# Exercise details
The whole listing is to be retyped exactly as it appears.

# Information supplied

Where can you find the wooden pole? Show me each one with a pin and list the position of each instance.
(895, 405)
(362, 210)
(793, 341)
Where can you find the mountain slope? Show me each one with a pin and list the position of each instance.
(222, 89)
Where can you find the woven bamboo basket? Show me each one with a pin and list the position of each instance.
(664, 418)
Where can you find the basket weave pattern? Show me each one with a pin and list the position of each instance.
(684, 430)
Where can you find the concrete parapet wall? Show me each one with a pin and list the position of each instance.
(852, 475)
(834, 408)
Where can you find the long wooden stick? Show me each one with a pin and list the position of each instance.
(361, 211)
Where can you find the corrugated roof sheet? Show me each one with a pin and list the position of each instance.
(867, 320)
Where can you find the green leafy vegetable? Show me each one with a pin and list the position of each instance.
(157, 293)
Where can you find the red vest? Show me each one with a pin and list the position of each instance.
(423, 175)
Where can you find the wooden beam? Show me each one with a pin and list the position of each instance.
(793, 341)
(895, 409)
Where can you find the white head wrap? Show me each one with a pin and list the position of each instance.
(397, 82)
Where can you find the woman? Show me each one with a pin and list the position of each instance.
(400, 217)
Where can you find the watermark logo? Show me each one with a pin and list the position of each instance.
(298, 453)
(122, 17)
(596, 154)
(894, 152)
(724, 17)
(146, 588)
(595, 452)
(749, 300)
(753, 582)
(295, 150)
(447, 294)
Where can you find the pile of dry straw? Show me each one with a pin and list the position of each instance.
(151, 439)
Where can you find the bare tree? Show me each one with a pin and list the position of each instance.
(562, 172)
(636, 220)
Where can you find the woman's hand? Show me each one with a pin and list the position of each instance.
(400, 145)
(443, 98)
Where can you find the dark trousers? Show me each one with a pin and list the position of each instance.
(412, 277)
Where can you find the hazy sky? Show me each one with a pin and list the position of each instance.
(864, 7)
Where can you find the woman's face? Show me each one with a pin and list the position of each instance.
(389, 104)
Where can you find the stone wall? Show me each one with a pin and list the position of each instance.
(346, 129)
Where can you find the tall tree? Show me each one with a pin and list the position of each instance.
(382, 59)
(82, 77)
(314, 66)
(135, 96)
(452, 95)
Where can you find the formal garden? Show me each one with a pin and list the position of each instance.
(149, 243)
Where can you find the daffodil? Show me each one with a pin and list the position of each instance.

# Solution
Where can you find the wooden pole? Show me each one with a pin and list the position of each instance.
(895, 405)
(362, 210)
(793, 341)
Where can you find the mountain slope? Show me each one with a pin and list the position of each instance.
(222, 89)
Where can you find the woven bamboo basket? Show me each one with a pin and list the position of each instance.
(664, 418)
Where can you find the basket weave pattern? Show me each one with a pin and list the position of each instance.
(684, 430)
Where can you find the concrete parapet wall? Show me each one with a pin and list the position of each instance.
(852, 475)
(834, 408)
Where can you find the long wooden stick? Show me each one with a pin and list the position of each instance.
(361, 211)
Where can you find the corrugated roof sheet? Show me each one with a pin and list the position of each instance.
(867, 320)
Where can you find the green leafy vegetable? Show me each one with a pin and list the position of each instance.
(157, 293)
Where can you find the red vest? Show me each one with a pin and list the position of each instance.
(423, 175)
Where can you find the wooden beam? Show me each one with a pin and list the position of each instance.
(793, 341)
(895, 409)
Where can you find the white head wrap? Show me each one with a pin and list the position of each instance.
(397, 82)
Where can you find the woman? Show me each one with a pin and list the position of each instance.
(400, 217)
Where can you find the watermark logo? Show me each one with a pin and list the position of each instance.
(298, 453)
(122, 17)
(596, 154)
(894, 152)
(724, 17)
(146, 588)
(595, 452)
(749, 300)
(753, 582)
(295, 150)
(447, 294)
Where can you find the pile of dry straw? Show me each one with a pin and list the position of each instance.
(151, 439)
Where can you find the bare tree? Show me each one with a pin and list the position of each instance.
(562, 172)
(636, 220)
Where can you find the woman's hand? Show me each one with a pin and list the position of each instance.
(400, 145)
(443, 98)
Where can you find the dark trousers? Show me each one with a pin and list the position of each instance.
(412, 277)
Where can you find the hazy sky? Show me each one with a pin and list the position of each instance.
(864, 7)
Where can you find the woman's face? Show me each one with a pin and list the position of each instance.
(389, 104)
Where can you find the stone wall? Show me each one with a pin and list the position of each instance.
(346, 129)
Where can you find the tall tree? Show me each one with a pin and list the position of each instance.
(382, 59)
(82, 77)
(314, 66)
(135, 96)
(452, 95)
Where can you find the formal garden? Show me each one with a pin and list the position of each instance.
(149, 243)
Where can you find the daffodil? Show me each one with a pin and list the position of each instance.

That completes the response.